*Set problem:* Without the images, write out the whole listing exactly.

*Records from a data collection:*

BEGIN

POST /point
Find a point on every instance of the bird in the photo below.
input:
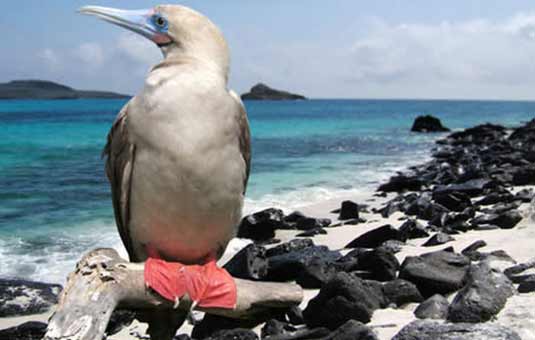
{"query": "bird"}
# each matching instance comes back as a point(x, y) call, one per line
point(178, 155)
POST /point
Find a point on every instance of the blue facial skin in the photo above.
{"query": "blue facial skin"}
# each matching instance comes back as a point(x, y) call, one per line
point(160, 23)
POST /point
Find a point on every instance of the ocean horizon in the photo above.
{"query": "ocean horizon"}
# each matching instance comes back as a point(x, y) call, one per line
point(55, 201)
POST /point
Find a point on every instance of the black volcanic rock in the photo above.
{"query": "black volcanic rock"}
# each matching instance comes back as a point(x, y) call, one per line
point(27, 331)
point(472, 188)
point(343, 298)
point(302, 264)
point(287, 247)
point(428, 124)
point(440, 272)
point(401, 292)
point(434, 330)
point(483, 296)
point(41, 89)
point(233, 334)
point(250, 263)
point(261, 225)
point(349, 210)
point(436, 307)
point(380, 263)
point(400, 183)
point(412, 229)
point(352, 330)
point(374, 238)
point(437, 239)
point(264, 92)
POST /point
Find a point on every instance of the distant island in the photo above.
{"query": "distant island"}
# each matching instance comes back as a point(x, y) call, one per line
point(42, 89)
point(264, 92)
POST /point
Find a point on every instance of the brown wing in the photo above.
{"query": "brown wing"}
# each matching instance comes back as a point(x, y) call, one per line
point(120, 154)
point(244, 136)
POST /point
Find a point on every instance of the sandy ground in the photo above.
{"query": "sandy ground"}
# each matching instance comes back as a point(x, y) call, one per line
point(518, 314)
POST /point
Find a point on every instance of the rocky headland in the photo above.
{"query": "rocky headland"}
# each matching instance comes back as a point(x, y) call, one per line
point(264, 92)
point(42, 89)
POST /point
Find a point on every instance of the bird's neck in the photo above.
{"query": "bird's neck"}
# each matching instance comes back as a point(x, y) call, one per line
point(217, 63)
point(186, 67)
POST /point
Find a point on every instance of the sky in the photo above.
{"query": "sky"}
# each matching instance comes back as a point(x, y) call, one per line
point(456, 49)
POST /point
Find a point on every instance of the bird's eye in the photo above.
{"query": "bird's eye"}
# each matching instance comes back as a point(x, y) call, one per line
point(160, 21)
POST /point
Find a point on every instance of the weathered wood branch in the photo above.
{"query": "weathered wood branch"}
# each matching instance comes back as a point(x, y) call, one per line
point(103, 281)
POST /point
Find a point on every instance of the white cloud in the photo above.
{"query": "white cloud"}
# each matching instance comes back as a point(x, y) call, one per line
point(477, 51)
point(50, 58)
point(475, 58)
point(91, 54)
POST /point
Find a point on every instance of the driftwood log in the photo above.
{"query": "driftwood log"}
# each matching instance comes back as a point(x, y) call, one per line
point(103, 282)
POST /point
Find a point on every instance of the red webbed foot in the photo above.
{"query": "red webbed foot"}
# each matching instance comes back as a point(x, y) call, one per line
point(207, 285)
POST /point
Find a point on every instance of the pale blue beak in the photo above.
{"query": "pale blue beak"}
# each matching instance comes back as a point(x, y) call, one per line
point(139, 21)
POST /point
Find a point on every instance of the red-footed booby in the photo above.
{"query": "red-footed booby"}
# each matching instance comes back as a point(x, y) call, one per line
point(178, 156)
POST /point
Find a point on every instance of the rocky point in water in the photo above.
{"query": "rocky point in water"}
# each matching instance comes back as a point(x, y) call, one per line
point(42, 89)
point(264, 92)
point(428, 124)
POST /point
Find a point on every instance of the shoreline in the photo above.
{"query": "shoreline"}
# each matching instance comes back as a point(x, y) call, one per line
point(387, 322)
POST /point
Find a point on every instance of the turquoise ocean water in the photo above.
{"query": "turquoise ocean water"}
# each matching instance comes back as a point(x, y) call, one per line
point(55, 201)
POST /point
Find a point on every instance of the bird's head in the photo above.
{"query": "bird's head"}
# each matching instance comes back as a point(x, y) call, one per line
point(177, 30)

END

*Solution below:*
POST /point
Find a point on every instance of the bird in the photo below.
input:
{"query": "bird"}
# each matching instance comes back as a point(x, y) call, one per line
point(178, 155)
POST /point
Find a point on every instance of the blue facial skin in the photo above.
{"query": "blue facial skin"}
# each matching instance comes back as a point(x, y) call, one per line
point(160, 23)
POST /point
Find a point on every instance of the ocean horizon in the photo above.
{"query": "ocean horizon"}
# each matching instance comes back as a point(x, y) call, one per line
point(55, 201)
POST /point
Find a point on every instance of the black volcanic rock in the photo above.
{"query": "black volcanic rock"}
# each matching instance comes back as a point(x, y) call, one per line
point(27, 331)
point(472, 188)
point(343, 298)
point(302, 264)
point(287, 247)
point(428, 124)
point(440, 272)
point(401, 292)
point(434, 330)
point(483, 296)
point(41, 89)
point(233, 334)
point(250, 263)
point(261, 225)
point(349, 210)
point(436, 307)
point(380, 263)
point(400, 183)
point(412, 229)
point(352, 330)
point(374, 238)
point(437, 239)
point(264, 92)
POST /point
Find a point on every instance of the distant island in the photo above.
{"query": "distant island"}
# each matching instance comes back as a point(x, y) call, one per line
point(42, 89)
point(264, 92)
POST /point
Find a point on every instance of the brown wing in the photo above.
{"query": "brown wing"}
# each matching instance comes back as a point(x, y) call, one per line
point(120, 154)
point(244, 136)
POST /point
Find a point on every instance of the sandy ground in the photo above.
{"query": "sandy ground"}
# each matching instance comes back as a point(x, y) call, one per line
point(518, 314)
POST /point
Find a point on every instance of the rocky headland in the photo above.
{"query": "rocky headland"}
# each matching instance comes back as a point(x, y) call, one per line
point(264, 92)
point(42, 89)
POST /point
Find a point on every instance of the bird's neck in the photo above.
{"query": "bird's neck"}
# each matching instance comes back as a point(x, y) call, one per line
point(217, 63)
point(186, 67)
POST /point
Find a point on every instance of the sky in the photo above.
{"query": "sky"}
# each matching instance comes back as a point(x, y) call, one per line
point(456, 49)
POST /point
Find a point on every instance of the bird's eye in the photo above.
{"query": "bird's eye"}
# each matching instance comes back as a point(x, y) call, one per line
point(160, 21)
POST /point
Find a point on every instance of the weathered wood branch in the photo above.
{"query": "weathered wood branch"}
# each matching instance comes back as a point(x, y) call, one per line
point(103, 281)
POST /point
Find a point on every instance of the white cloud in the photo above.
{"query": "white cloud"}
# each matching instance comes back as a point(x, y) call, one per line
point(477, 51)
point(50, 58)
point(475, 58)
point(91, 54)
POST /point
Find a point on every instance of the driftwood log in the photo above.
{"query": "driftwood log"}
# each matching instance comes back as a point(x, y) call, one per line
point(103, 282)
POST /point
Find a point on every instance of the red webbed foot in the photo above.
{"query": "red webbed foot"}
# each matching instance comes back as a point(x, y) call, one per line
point(207, 285)
POST /point
Find a point on every instance of the pale blue beak in the photo above.
{"query": "pale blue beak"}
# each matching instance comes back as a point(x, y) call, one per line
point(139, 21)
POST /point
Find a point on every instance of the red-footed booby in the photo above.
{"query": "red-footed booby"}
# each matching instance comes back as a point(x, y) call, one per line
point(178, 156)
POST /point
Find a point on every instance of the rocky point in water in the photo above.
{"query": "rocky point in water"}
# each matching instance comes back as a point(x, y) call, one per line
point(42, 89)
point(264, 92)
point(428, 124)
POST /point
Find a point on every instance of the shoreline in the photo above.
{"query": "shoreline"}
# each matching instance comes back as a point(x, y) call, one per line
point(387, 322)
POST /point
Find a point on every instance of the turquoise ocean water in the photo above.
{"query": "turquoise ocean water"}
# each matching instance comes back as a point(x, y) call, one per line
point(55, 201)
POST /point
Find a point on every instance of the bird's head in the photo above.
{"query": "bird's head"}
# each matching instance comes back as a point(x, y) call, one per line
point(177, 30)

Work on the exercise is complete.